What to work on:
A. Which proposition does the Proposition 5.10 excerpt cite as the source of the bound (5.7)?
B. Decide whether each statement agrees with the Proposition 5.10 excerpt. Answer yes or no, and quote the deciding words of the excerpt. (i) The space X in Proposition 5.10 is assumed to support a Poincaré inequality. (ii) The space Y is required to be compact. (iii) Part i) states that the energy functional is upper semicontinuous.
C. Please carry on the Proposition 5.10 excerpt from the point where it stops.

Extracted text:
·····
Recalling that \(\mathsf{KS}^{1,2}({\mathrm{X}},\mathrm{Y}^2)=W^{1,2}({\mathrm{X}},\mathrm{Y}^2)\) and that \(\mathsf{d}_\mathrm{Y}:\mathrm{Y}^2\rightarrow {\mathbb {R}}\) is \(\sqrt{2}\)-Lipschitz we see that \(\mathsf{d}_\mathrm{Y}(u,v)\in W^{1,2}({\mathrm{X}})\) and, by a direct application of the definition of energy density as limit of the approximate energy densities, that \(\mathrm{e}_2[\mathsf{d}_\mathrm{Y}(u,v)]\le \sqrt{2}\,\mathrm{e}_2[(u,v)]\). Then the bound (5.7) comes from Proposition 4.19. \(\square \)

We then have:

Proposition 5.10

Let \(({\mathrm{X}},\mathsf{d},{{\mathfrak {m}}})\) be a strongly rectifiable space with uniformly locally doubling measure and supporting a Poincaré inequality, \(\Omega \subset {\mathrm{X}}\) open and \((\mathrm{Y},\mathsf{d}_\mathrm{Y},{\bar{y}})\) a pointed and complete space. Also, let \({\bar{u}}\in \mathsf{KS}^{1,2}(\Omega ,\mathrm{Y}_{{\bar{y}}})\). Then:

  1. i)

    \(\mathsf{E}^\Omega _{2,{\bar{u}}}\) is lower semicontinuous.

  2. ii)

    For any \(u,v\in \mathsf{KS}^{1,2}_{{\bar{u}}}(\Omega ,\mathrm{Y}_{{\bar{y}}})\) we have \(\mathsf{d}_\mathrm{Y}(u,v)\in W^{1,2}_0(\Omega )\).

Proof

(i) Let \((u_n)\subset \mathsf{KS}^{1,2}_{{\bar{u}}}(\Omega ,\mathrm{Y}_{{\bar{y}}})\) be with

$$\begin{aligned} \sup _n\mathsf{E}_2^\Omega (u_n)<\infty \end{aligned}$$
(5.8)
·····
Data section:

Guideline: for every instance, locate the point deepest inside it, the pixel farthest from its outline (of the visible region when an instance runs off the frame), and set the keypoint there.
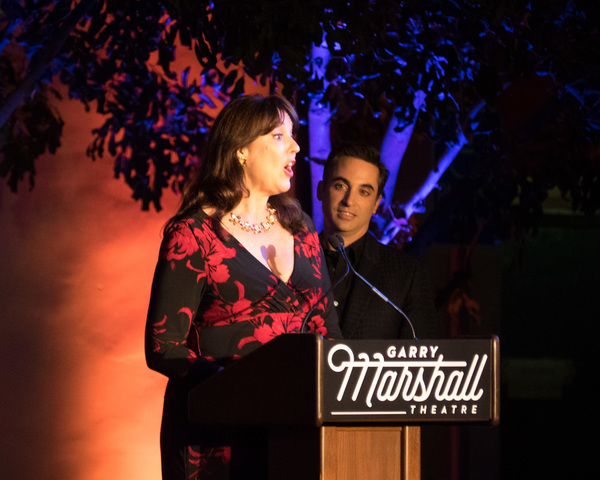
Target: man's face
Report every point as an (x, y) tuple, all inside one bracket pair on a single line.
·····
Results of the exercise:
A. Proposition 4.19

B.
(i) Yes: "supporting a Poincaré inequality"
(ii) No: "a pointed and complete space"
(iii) No: "is lower semicontinuous"

C.
and \(L^2(\Omega ,\mathrm{Y}_{{\bar{y}}})\)-converging to some u. By point (iv) in Theorem 5.7 we know that \(u\in \mathsf{KS}^{1,2}(\Omega ,\mathrm{Y}_{{\bar{y}}})\) and thus to conclude it is sufficient to prove that \(\mathsf{d}_\mathrm{Y}(u,{\bar{u}})\in W^{1,2}_0(\Omega )\). To this aim, notice that the functions \(\mathsf{d}_\mathrm{Y}(u_n,{\bar{u}})\), set to 0 outside \(\Omega \), converge to \(\mathsf{d}_\mathrm{Y}(u,{\bar{u}})\) in \(L^2({\mathrm{X}})\) as \(n\rightarrow \infty \). Also, by Lemma 5.9 and our assumption 5.8 we know that \(\sup _n\Vert \mathsf{d}_\mathrm{Y}(u_n,{\bar{u}})\Vert _{W^{1,2}}<\infty \). Since \(W^{1,2}({\mathrm{X}})\) is reflexive (recall point (v) in Theorem 2.8), bounded sequences are weakly relatively compact and in our case the \(L^2\)-convergence force the weak \(W^{1,2}\)-convergence of \((\mathsf{d}_\mathrm{Y}(u_n,{\bar{u}}))\) to \(\mathsf{d}_\mathrm{Y}(u,{\bar{u}})\). Since \(\mathsf{d}_\mathrm{Y}(u_n,{\bar{u}})\) belongs to the closed subspace \(W^{1,2}_0(\Omega )\) of \(W^{1,2}({\mathrm{X}})\), this proves that \(\mathsf{d}_\mathrm{Y}(u,{\bar{u}})\in W^{1,2}_0(\Omega )\) as well.

(ii) Consequence of Proposition 5.2 and the trivial inequality \(\mathsf{d}_\mathrm{Y}(u,v)\le \mathsf{d}_\mathrm{Y}({\bar{u}},u)+\mathsf{d}_\mathrm{Y}({\bar{u}},v).\)

\(\square \)

6 The case of \(\mathsf{CAT}(0)\) space as target

In this final section we introduce our main assumption on the target space \(\mathrm{Y}\) and derive, along the lines of [34] an existence result for harmonic maps.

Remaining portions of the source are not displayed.